### [Task statement]
Please locate every line in the listing below that contains the word "fence" and copy each of those lines. Matching is case-sensitive.

[Dataset records on object locations]
** BEGIN **

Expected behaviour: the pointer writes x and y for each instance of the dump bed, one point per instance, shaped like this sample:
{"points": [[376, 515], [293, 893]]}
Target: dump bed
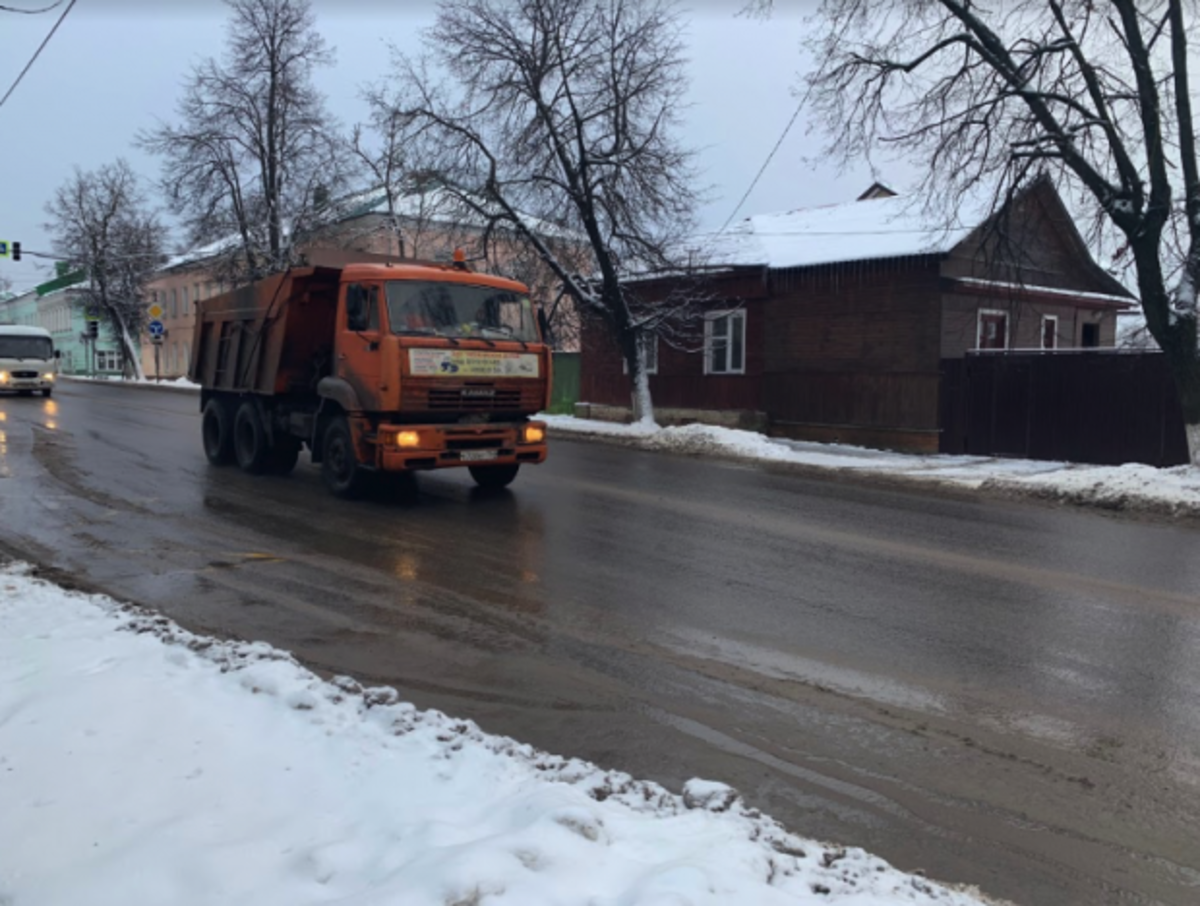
{"points": [[275, 336]]}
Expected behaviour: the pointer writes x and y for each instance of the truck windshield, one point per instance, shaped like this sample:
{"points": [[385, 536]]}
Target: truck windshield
{"points": [[13, 347], [457, 310]]}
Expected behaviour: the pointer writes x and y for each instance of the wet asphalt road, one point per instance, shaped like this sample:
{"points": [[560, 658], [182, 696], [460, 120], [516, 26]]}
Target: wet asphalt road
{"points": [[999, 694]]}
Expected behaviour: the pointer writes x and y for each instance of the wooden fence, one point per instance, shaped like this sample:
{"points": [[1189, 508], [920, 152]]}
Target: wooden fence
{"points": [[1105, 407]]}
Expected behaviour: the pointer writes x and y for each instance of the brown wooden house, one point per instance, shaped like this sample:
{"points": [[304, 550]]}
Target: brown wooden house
{"points": [[833, 323]]}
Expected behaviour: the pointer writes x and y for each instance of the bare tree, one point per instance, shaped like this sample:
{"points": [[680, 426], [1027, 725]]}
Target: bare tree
{"points": [[255, 155], [1096, 95], [557, 118], [100, 221]]}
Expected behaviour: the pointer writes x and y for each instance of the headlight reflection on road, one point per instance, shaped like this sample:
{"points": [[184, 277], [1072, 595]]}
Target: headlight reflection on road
{"points": [[407, 567]]}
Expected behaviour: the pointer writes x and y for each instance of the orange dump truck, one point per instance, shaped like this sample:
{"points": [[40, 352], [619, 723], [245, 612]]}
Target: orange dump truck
{"points": [[373, 367]]}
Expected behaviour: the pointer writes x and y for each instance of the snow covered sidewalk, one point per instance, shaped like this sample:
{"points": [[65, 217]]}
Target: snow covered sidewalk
{"points": [[1133, 486], [165, 384], [143, 765]]}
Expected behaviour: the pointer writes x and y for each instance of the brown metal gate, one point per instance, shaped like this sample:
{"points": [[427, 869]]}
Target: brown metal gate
{"points": [[1103, 407]]}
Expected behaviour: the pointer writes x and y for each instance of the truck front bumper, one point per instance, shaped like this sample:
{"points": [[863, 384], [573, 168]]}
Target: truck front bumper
{"points": [[401, 448], [25, 381]]}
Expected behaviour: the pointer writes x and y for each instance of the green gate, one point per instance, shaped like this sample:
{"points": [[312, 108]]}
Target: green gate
{"points": [[565, 390]]}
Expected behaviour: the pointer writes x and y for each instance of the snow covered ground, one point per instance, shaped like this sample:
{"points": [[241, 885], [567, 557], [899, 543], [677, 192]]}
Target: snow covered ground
{"points": [[143, 765], [1132, 486], [175, 383]]}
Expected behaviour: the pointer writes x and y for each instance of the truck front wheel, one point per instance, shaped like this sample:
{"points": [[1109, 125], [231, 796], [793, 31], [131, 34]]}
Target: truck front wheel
{"points": [[493, 477], [250, 443], [340, 466], [217, 433]]}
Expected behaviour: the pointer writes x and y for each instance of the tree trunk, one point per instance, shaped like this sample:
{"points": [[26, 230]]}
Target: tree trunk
{"points": [[132, 353], [642, 406]]}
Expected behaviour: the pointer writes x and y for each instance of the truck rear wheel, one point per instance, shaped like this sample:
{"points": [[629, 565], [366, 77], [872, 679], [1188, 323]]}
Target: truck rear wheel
{"points": [[217, 432], [493, 477], [340, 465], [250, 443]]}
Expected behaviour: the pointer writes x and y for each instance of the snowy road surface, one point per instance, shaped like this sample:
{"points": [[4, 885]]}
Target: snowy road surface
{"points": [[1001, 694], [142, 766]]}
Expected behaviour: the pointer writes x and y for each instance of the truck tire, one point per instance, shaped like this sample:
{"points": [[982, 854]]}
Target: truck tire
{"points": [[283, 456], [250, 442], [217, 432], [340, 467], [493, 477]]}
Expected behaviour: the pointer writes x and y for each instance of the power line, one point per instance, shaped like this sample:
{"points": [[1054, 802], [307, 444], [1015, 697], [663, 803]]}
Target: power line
{"points": [[765, 165], [31, 12], [37, 52]]}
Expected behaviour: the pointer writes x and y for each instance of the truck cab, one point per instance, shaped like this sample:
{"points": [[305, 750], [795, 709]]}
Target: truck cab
{"points": [[375, 369], [441, 367], [28, 360]]}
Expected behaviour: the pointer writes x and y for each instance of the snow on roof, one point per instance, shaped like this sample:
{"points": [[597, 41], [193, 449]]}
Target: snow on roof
{"points": [[867, 229], [202, 252]]}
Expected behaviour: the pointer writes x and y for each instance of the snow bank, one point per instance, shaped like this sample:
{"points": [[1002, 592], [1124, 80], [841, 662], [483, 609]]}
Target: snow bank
{"points": [[141, 763], [1131, 486], [174, 384]]}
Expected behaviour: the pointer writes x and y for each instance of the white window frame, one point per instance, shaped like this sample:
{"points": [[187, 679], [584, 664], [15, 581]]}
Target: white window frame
{"points": [[649, 364], [1042, 341], [712, 318], [1005, 315]]}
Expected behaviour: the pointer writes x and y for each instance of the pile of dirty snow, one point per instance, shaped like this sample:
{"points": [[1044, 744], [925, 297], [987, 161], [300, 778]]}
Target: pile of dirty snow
{"points": [[141, 763], [1131, 486]]}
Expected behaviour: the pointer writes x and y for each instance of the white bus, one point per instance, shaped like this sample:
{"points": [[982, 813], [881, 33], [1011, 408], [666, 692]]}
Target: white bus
{"points": [[28, 360]]}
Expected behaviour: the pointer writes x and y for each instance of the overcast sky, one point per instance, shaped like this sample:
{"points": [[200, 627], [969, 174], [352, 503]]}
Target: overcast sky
{"points": [[117, 65]]}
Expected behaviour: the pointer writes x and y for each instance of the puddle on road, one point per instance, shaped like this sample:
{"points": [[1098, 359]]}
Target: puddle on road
{"points": [[789, 665]]}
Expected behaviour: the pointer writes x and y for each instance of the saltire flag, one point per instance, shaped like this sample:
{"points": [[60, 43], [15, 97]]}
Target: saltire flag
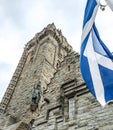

** END **

### [Output for this exercise]
Expected behaviour: the pointer writes x and y for each instance of the wooden fence, one point per instance, shaped like this sample:
Target: wooden fence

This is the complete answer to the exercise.